> _SELECTED EXCERPT_:
• • • • • • •
Review board upholds Chief Burton's decision on Jordan case
Jordan continuously asked the board what his rights were.
Apr. 12, 2013
At the Citizens Police Review Board meeting Wednesday night, board member Daniel Jacob discussed the appropriateness of establishing new police procedures to determine how officers should make contact with someone going through a tragedy.
“Unfortunately I don’t know if any policies like that exist,” Jacob said.
Jacob said people going through a tragedy often may not be in the best position to focus his or her attention on an investigation, as shown with Marlon L. Jordan's complaint.
Jordan filed a complaint against detective Cindy McClain of the Columbia Police Department, who he alleges invaded his privacy when he was visiting his son at University Hospital.
Jordan’s son was the victim of a shooting and had been brought to the hospital with a bullet lodged in his neck. According to Jordan, his son had just gotten out of surgery when McClain arrived.
The doctor came in saying a police officer was there to talk to them, but he asked to not allow her in, Jordan said. Jordan said that despite his request, McClain entered asking permission to search his son's vehicle.
“Her purpose, she claimed, was to collect a bullet,” Jordan said.
McClain stayed despite denying her permission, Jordan said.
“She was very aggressive and continued to beat at us and hammer at us and not respect our privacy,” Jordan said.
Board member Roger Dowis asked Jordan to explain who owned the car McClain was trying to search, as the owner of the car should be the one to grant McClain permission to search. Jordan said it was his son's car.
“There is a huge disparity between what you are saying and what the police officer and even your family is saying happened that day," Dowis said. "Your own family is saying you are the cause of the disturbance."
When Jordan asked for a copy of Dowis' conversation with his family in writing, the board did not produce it.
“Where is the scientific proof?” Jordan asked repeatedly.
Assistant city counselor Rose Wibbenmeyer told Jordan to go to her office to fill out a Sunshine request for the transcript.
Growing frustrated, Jordan continued talking over the board, which tried to ask him questions regarding the altercation that followed. At times he raised his voice and stepped back from the podium.
• • • • • • •
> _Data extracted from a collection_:
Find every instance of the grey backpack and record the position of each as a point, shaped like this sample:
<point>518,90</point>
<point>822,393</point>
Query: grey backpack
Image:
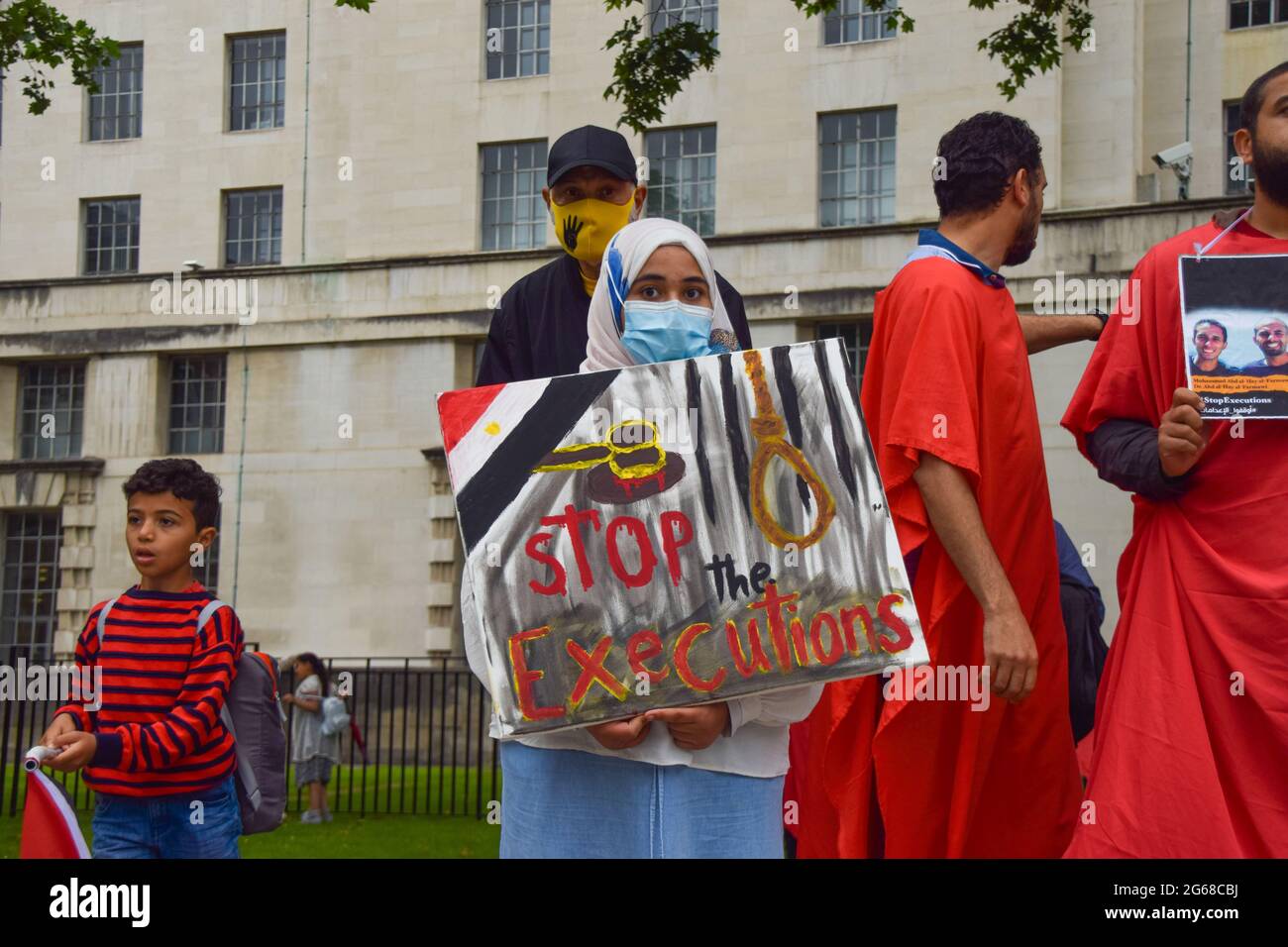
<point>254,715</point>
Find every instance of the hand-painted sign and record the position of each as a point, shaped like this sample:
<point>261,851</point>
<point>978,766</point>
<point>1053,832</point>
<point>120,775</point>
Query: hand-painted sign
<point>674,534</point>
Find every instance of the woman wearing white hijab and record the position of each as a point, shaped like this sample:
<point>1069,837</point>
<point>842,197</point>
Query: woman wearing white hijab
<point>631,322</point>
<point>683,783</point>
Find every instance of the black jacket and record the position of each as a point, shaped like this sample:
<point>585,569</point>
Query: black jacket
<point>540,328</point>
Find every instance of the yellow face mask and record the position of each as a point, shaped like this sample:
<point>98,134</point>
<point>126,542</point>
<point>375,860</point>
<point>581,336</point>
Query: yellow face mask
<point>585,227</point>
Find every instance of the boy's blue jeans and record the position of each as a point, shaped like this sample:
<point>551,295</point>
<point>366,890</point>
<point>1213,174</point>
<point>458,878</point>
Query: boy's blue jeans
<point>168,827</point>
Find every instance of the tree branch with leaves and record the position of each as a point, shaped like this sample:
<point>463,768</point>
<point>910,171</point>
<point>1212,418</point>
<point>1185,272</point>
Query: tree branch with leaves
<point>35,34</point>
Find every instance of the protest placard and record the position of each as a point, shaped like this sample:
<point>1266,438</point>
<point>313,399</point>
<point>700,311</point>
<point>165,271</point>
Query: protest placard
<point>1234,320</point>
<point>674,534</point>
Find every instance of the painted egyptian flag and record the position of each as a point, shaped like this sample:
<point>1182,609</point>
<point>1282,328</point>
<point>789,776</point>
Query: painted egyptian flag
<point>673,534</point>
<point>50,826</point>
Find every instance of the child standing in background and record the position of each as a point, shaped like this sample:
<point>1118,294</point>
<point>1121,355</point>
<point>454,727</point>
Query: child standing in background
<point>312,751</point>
• • • • • • •
> _WHAT NEEDS TO BE DONE_: Please update the review board article from "Jacob said people" down to "L. Jordan's complaint.", replacing "investigation" with "inquiry".

> _RESPONSE BOX_:
Jacob said people going through a tragedy often may not be in the best position to focus his or her attention on an inquiry, as shown with Marlon L. Jordan's complaint.